Segment Start: EXTRACTED TEXT

They've stuck to that formula and don't make a lot of mistakes which then doesn't give competitors much of an opening. On the home console side, they've made basically one major mistake in 25 years in the business (Blu-Ray for PS3) and still were able to push out a more than respectable 85 million units.

The Playstation is basically the successor brand to the Super NES. They took that setup and locked competitors out of getting it back by using money-hats.

The N64 would have sold 100+ million units if Nintendo had not been stubborn and used CDs, even as a second format (there's no law that says you can't have cartridges and CDs on one system, the Saturn had both). The fact that it sold 33 million with meager developer support and long stretches of 1-2 game releases for $60-$70+ games only for months on end was insane. 

Last edited by Soundwave - on 07 June 2020

Soundwave said:

They basically stole the Super Nintendo set-up which Nintendo had created and then paid off third parties to cut Sega out of the industry via money-hats.

They've stuck to that formula and don't make a lot of mistakes which then doesn't give competitors much of an opening. On the home console side, they've made basically one major mistake in 25 years in the business (Blu-Ray for PS3) and still were able to push out a more than respectable 85 million units.

The Playstation is basically the successor brand to the Super NES. They took that setup and locked competitors out of getting it back by using money-hats.

Segment End: EXTRACTED TEXT

Continue the forum discussion about PlayStation and Nintendo consoles from the point where it ends. The items after the text aren't needed for this work.

Segment Start: RECORDS SUPPLIED

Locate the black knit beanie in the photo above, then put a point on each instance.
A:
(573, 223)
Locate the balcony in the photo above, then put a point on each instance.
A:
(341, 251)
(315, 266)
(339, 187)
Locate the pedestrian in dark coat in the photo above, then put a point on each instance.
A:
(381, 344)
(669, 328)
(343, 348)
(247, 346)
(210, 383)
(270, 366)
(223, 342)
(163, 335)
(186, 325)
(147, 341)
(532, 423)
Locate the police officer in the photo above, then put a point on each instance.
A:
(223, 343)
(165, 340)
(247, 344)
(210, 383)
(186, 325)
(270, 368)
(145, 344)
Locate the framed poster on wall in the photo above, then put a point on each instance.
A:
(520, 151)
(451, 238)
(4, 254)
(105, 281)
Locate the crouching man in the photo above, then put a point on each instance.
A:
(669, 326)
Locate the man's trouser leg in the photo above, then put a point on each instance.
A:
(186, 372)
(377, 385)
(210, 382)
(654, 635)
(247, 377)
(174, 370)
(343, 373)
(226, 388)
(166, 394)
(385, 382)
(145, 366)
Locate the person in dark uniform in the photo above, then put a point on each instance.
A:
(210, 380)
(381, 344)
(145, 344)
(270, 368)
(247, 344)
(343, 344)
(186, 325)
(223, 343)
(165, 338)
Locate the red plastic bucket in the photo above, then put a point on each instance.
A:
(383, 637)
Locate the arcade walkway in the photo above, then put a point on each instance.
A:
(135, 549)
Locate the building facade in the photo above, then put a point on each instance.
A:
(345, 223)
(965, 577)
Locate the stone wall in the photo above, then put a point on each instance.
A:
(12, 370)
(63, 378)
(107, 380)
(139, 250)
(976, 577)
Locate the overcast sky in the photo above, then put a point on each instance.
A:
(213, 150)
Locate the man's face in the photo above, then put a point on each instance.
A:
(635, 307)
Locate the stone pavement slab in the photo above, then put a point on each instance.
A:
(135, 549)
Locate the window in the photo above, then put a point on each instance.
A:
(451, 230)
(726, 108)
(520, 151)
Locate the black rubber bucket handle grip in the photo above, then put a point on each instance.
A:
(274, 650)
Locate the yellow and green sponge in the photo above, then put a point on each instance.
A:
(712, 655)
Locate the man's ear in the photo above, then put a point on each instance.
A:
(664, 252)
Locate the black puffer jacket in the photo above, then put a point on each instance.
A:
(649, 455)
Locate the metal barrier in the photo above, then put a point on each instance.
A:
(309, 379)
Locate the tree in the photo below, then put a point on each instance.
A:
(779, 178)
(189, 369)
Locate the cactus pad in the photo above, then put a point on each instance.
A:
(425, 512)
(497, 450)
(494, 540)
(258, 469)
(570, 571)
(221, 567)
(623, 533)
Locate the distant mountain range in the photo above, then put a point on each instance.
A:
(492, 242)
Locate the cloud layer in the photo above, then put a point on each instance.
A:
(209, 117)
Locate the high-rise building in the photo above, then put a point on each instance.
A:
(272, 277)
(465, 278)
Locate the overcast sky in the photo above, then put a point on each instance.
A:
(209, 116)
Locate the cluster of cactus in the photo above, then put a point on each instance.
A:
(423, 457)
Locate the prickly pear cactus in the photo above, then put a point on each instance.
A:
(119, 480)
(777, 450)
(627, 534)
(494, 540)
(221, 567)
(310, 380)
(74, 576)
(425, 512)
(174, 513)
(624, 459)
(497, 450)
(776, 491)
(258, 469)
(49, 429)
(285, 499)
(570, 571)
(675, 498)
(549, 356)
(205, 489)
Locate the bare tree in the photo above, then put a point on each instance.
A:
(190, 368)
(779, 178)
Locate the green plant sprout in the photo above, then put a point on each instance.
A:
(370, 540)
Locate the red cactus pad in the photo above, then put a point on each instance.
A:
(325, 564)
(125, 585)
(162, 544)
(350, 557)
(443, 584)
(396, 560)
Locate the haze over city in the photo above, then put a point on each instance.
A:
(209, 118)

Segment End: RECORDS SUPPLIED

EXERCISE ANSWER »
The N64 would have sold 100+ million units if Nintendo had not been stubborn and used CDs, even as a second format (there's no law that says you can't have cartridges and CDs on one system, the Saturn had both). The fact that it sold 33 million with meager developer support and long stretches of 1-2 game releases for $60-$70+ games only for months on end was insane. 

Having Blu Ray on PS3 pretty much made sure HD DVD was pushed out.  It was the cheapest Blu Ray player when the PS3 launched.  I believe most standalone Blu Ray players at the time were still 800-1000 dollars. 

I almost feel bad for the early adopters of first generation Blu Ray players because after awhile they updated Blu Ray to a new version and some of the original standalone players didn't even have a Ethernet or wifi capabilities which turned them into bricks.  PS3 of course could update and was able to play the newer discs.  Basically if you wanted to be early adopter to Blu Ray then it only made sense to buy a PS3 at the time till the standalone players became cheaper.